-- Excerpt to read --
Mr. JB had a total knee replacement (TKR) five years ago. The awful part was an infection that forced him to have the surgery redone and spend 6 months on IV antibiotics. However, he pushed hard with physical therapy and has been back on the bike as strong as ever. A much younger friend (early 50s) had a TKR from the same doc and subsequently hiked the Grand Canyon.

That said, in Summer 2014, we were in Dolores, CO at an RV park and I ran into a serious, hardcore triathlete (mid 60s or older) who had received a minimally invasive total knee replacement from Dr. Richard Berger in Chicago. This guy had a hairline scar toward the inside of his knee, *the surgery was done as outpatient* and the recovery time was stunningly short. He was back doing light jogging and riding his bike in a much shorter window than the traditional knee surgery and was competing in triathlons at the national level.



> [Dr. Berger's] degree in mechanical engineering from MIT has helped him design specialized instruments which allow the surgery to be done without cutting any muscle, tendons, or ligaments. *These advances allow most of Dr. Berger's patients to walk independently and leave the hospital the day of surgery.* His mechanical engineering background has also helped him to design gender-specific implants that fit and perform better for active patients.

-- Task --
Translate this sentence from the knee replacement excerpt into Spanish: "However, he pushed hard with physical therapy and has been back on the bike as strong as ever." You will not need the entries.

-- Records --
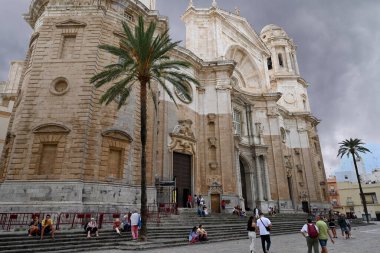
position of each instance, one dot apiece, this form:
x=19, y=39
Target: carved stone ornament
x=272, y=111
x=289, y=172
x=212, y=142
x=51, y=128
x=183, y=139
x=213, y=165
x=211, y=117
x=287, y=162
x=183, y=129
x=215, y=186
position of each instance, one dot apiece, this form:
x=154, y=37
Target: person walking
x=332, y=227
x=311, y=233
x=343, y=226
x=251, y=227
x=324, y=234
x=264, y=225
x=135, y=217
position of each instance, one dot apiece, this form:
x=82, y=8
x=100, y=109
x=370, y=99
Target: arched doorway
x=246, y=189
x=182, y=164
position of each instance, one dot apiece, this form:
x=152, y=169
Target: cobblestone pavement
x=365, y=240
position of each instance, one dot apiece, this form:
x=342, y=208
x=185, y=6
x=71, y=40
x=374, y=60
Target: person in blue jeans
x=264, y=225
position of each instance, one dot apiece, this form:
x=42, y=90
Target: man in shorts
x=324, y=234
x=47, y=227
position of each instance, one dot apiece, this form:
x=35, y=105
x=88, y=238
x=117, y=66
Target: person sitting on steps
x=47, y=227
x=92, y=227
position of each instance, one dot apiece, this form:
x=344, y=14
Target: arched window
x=269, y=63
x=280, y=61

-- Task output --
Sin embargo, se esforzó mucho en la fisioterapia y ha vuelto a la bicicleta tan fuerte como siempre.